**Trecho da página**:
────────
Gesner Oliveira - É importante que o substituto de Mansueto entre afinado não só com o discurso, mas com medidas que apontem para um melhor equilíbrio fiscal das contas públicas. É importante manter essa disciplina, sob pena dos juros voltar a subir, o que seria o pior dos mundos.
Gesner Oliveira - É necessário aprofundar as reformas. A reforma Administrativa é da maior relevância. Se diminuir em 25% a folha do funcionalismo, você já consegue gerar recursos que permitam, por exemplo, arcar com os programas de transferência. Não dá para simplesmente só continuar aumentando os gastos, sem fazer o corte de despesas, até porque a arrecadação também está menor. É preciso também acelerar os programas de privatização que permitam a União e aos Estados ajudar a sanear as contas.
Gesner Oliveira - Na pandemia, houve uma queda forte na arrecadação de ICMS, as transferências constitucionais também diminuíram e apesar da ajuda da União de R$ 60 bilhões, os estados estão gastando muito mais com hospitais de campanha, atendimentos extras ligados ao Covid-19, então, vai ser inevitável também fazer ajustes. È preciso reforma da previdência em muitos estados, reduzir a folha de salários, porque o congelamento dos salários até 2021 é pouco para fazer este equilíbrio. O Brasil não pode se furtar de fazer os ajustes estruturais para retomar a trajetória fiscal porque estávamos no caminho certo, antes da pandemia, mas ainda faltava muito quando veio a trombada na economia.
Gesner Oliveira - Não tem havido harmonia e coordenação entre as esferas do Governo e nem na relação do Executivo com os outros Poderes e os governadores. Algumas coisas estão acontecendo como a suspensão da dívida dos Estados, colaboração entre o Judiciário, Congresso e Executivo para algumas questões, mas há muito ruído institucional e conflitos desnecessários. Então é preciso dar uma velocidade maior às decisões porque a economia está em recessão, prorrogar o auxílio emergencial, apresentar uma resposta clara sobre as fontes de financiamento, mas que não seja aumento de imposto.
────────
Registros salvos
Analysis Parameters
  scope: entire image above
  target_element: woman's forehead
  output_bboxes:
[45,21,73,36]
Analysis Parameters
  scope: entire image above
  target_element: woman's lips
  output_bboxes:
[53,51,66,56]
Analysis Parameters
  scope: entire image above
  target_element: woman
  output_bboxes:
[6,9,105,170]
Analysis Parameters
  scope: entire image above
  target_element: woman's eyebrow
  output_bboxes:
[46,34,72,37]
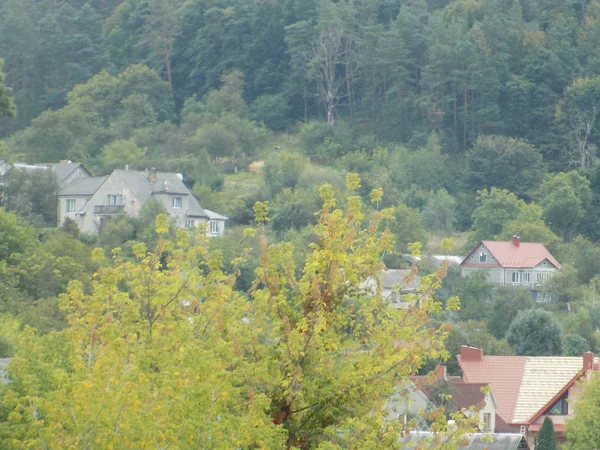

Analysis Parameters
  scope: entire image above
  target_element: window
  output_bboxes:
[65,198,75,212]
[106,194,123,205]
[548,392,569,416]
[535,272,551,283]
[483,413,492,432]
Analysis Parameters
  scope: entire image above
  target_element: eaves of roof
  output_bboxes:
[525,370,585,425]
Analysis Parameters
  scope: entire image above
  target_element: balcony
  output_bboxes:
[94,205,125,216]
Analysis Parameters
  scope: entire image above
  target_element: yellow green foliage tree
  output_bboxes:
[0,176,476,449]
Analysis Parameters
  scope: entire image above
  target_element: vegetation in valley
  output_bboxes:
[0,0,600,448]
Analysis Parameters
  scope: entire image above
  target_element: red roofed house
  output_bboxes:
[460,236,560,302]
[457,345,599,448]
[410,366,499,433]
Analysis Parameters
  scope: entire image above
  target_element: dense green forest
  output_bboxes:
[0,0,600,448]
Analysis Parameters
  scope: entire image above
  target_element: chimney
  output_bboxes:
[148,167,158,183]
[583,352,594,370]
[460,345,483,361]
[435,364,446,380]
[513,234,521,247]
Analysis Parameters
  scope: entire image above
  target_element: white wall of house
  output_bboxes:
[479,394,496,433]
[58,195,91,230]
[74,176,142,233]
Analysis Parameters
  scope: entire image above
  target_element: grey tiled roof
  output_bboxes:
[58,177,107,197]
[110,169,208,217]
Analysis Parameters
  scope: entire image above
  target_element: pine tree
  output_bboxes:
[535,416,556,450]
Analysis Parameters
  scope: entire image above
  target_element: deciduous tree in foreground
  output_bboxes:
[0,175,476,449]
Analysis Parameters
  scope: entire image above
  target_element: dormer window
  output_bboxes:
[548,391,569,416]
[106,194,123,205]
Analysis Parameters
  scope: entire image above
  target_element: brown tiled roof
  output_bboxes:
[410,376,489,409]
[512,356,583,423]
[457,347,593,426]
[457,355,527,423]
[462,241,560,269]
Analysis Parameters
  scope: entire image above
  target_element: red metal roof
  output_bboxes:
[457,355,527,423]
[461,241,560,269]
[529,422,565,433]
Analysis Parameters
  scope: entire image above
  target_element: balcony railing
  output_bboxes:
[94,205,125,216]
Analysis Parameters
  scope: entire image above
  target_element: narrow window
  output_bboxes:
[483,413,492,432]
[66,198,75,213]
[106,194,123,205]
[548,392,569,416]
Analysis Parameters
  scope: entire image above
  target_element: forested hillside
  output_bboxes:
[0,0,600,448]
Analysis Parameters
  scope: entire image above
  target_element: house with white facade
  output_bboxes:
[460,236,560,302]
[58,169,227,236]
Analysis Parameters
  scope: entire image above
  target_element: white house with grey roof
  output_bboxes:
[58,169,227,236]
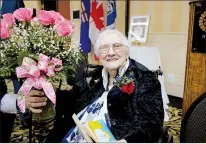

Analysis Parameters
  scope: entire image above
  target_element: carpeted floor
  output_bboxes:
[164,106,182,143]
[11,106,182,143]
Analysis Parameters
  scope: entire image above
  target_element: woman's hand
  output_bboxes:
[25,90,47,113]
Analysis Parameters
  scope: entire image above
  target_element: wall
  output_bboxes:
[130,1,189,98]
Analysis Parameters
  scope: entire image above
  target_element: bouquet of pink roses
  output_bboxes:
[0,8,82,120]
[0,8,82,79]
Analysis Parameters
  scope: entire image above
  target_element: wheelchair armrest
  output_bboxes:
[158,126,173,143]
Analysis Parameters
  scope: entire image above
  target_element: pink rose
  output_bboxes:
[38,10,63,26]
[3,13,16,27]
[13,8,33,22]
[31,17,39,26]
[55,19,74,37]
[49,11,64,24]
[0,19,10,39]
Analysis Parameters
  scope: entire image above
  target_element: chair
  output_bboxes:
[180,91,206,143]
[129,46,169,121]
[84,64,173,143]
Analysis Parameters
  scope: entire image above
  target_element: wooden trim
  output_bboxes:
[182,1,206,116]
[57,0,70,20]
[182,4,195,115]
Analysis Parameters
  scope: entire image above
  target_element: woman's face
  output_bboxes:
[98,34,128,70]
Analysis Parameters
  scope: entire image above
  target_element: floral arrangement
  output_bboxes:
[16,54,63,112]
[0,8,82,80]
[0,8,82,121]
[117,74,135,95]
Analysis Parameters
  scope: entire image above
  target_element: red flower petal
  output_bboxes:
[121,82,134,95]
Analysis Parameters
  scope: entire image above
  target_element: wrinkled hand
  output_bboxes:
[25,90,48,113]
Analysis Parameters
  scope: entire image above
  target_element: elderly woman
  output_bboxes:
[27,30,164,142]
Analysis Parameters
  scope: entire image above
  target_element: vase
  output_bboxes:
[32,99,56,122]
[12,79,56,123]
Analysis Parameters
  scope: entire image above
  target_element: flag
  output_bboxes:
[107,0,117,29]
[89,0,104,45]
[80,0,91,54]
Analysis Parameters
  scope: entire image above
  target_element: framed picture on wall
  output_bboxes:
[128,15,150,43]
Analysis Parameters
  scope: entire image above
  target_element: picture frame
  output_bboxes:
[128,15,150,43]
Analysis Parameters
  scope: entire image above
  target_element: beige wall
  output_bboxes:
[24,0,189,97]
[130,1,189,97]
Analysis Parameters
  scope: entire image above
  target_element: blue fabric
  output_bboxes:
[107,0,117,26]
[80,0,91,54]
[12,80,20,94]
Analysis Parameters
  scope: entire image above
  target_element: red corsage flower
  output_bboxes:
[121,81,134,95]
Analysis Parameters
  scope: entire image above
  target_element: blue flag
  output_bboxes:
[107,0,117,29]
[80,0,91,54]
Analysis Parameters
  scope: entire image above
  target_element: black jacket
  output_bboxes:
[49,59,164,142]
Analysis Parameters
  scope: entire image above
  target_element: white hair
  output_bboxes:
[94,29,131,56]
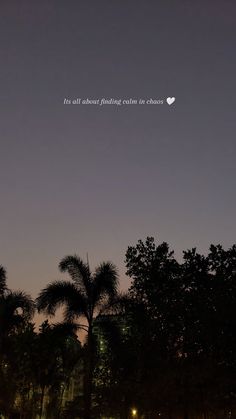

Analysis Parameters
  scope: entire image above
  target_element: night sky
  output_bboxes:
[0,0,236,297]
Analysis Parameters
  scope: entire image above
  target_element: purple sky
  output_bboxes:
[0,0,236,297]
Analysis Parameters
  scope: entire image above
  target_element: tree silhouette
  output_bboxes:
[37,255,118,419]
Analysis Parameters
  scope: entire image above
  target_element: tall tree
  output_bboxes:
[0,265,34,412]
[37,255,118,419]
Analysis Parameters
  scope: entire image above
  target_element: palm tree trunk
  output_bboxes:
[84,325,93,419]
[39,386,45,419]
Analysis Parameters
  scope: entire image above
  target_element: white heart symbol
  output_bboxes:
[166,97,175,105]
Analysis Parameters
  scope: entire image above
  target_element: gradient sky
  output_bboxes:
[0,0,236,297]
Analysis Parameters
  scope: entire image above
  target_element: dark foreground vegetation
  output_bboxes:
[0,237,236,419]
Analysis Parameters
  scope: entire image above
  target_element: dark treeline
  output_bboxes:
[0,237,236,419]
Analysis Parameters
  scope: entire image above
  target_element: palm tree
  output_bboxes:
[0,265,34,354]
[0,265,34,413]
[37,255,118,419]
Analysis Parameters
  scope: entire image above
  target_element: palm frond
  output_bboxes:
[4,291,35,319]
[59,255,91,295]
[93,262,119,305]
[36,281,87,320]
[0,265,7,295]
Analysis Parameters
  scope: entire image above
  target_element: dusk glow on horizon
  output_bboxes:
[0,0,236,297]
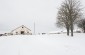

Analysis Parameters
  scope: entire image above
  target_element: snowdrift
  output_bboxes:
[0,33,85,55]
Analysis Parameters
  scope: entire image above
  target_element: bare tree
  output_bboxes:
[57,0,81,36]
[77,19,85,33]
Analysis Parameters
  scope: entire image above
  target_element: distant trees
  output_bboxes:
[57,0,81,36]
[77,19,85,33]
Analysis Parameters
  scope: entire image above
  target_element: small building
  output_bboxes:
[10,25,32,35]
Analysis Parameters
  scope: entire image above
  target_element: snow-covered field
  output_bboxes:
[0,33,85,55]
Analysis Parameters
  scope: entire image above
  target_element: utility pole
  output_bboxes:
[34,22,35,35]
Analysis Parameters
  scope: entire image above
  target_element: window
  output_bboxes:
────────
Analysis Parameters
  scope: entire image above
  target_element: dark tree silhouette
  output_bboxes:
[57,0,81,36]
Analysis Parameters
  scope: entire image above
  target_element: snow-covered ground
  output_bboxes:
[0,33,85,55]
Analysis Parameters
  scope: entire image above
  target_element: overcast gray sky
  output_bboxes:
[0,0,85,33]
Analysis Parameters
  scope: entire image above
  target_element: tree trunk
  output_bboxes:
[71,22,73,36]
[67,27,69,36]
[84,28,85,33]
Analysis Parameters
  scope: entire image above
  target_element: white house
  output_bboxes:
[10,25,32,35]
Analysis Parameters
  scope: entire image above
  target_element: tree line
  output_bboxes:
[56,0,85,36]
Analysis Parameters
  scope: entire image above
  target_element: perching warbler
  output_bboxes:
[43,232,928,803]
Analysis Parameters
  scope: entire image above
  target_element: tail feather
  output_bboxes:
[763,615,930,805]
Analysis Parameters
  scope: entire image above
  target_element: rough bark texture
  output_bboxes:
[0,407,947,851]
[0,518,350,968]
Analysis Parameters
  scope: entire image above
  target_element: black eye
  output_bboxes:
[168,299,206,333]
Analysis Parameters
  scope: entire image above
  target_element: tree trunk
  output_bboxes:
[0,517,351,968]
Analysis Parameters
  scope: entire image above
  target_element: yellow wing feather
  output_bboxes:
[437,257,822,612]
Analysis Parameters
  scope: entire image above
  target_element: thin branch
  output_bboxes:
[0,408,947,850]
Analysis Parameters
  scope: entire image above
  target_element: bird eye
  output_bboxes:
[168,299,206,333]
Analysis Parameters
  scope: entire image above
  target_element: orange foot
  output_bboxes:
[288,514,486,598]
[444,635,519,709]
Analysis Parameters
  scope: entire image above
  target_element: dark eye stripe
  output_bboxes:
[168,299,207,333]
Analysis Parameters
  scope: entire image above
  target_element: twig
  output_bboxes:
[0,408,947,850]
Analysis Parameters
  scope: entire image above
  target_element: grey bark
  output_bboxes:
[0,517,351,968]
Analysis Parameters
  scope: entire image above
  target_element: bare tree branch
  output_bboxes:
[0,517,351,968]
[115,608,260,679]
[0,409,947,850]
────────
**Instruções**: De acordo com o trecho sobre as contas públicas, qual foi o valor da ajuda da União aos estados durante a pandemia?

**Resolução**: R$ 60 bilhões.